Exercise objective ::
Edit the OpenBMC email below by writing out the passage that begins at the words "Sat Apr 24 03:11:26" and stops after "of these issues.", with "desktop products" changed to "workstation products".

Text ::

OpenBMC on RCS platforms

Sat Apr 24 03:11:26 AEST 2021

On Fri, Apr 23, 2021 at 09:30:00AM -0500, Timothy Pearson wrote:
> All,
> 
> I'm reaching out after some internal discussion on how we can better integrate our platforms with the OpenBMC project.  As many of you may know, we have been using OpenBMC in our lineup of OpenPOWER-based server and desktop products, with a number of custom patches on top to better serve our target markets.

Hi Timothy,

Good to hear from your team again and hope there is some ways we can
work together on solving some of these issues.

> Roughly speaking, we see issues in OpenBMC in 5 main areas:

We might want to fork this into 5 different discussion threads and/or
design documents, but let's see how this goes...

> == Fan control ==
> 
> To be perfectly frank, OpenBMC's current fan control subsystem is a technical 
> embarrassment, and not up to the high quality seen elsewhere in the project.  
> Worse, this multi-daemon DBUS-interconnected Rube Goldberg contraption has 
> somehow managed to persist over the past 4+ years, likely because it reached
> a complexity level where it is both tightly integrated with the rest of the 
> OpenBMC system and extremely difficult to understand, therefore it is 
> equally difficult to replace.

This is, to me, a pretty unfair assessment of the situation, but I hear
you that the code is likely not very usable outside of datacenter use-cases.

Provided information ::
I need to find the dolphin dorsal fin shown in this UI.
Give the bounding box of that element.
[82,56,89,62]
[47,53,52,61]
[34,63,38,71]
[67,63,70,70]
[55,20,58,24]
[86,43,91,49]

The completed task ::
Sat Apr 24 03:11:26 AEST 2021

On Fri, Apr 23, 2021 at 09:30:00AM -0500, Timothy Pearson wrote:
> All,
> 
> I'm reaching out after some internal discussion on how we can better integrate our platforms with the OpenBMC project.  As many of you may know, we have been using OpenBMC in our lineup of OpenPOWER-based server and workstation products, with a number of custom patches on top to better serve our target markets.

Hi Timothy,

Good to hear from your team again and hope there is some ways we can
work together on solving some of these issues.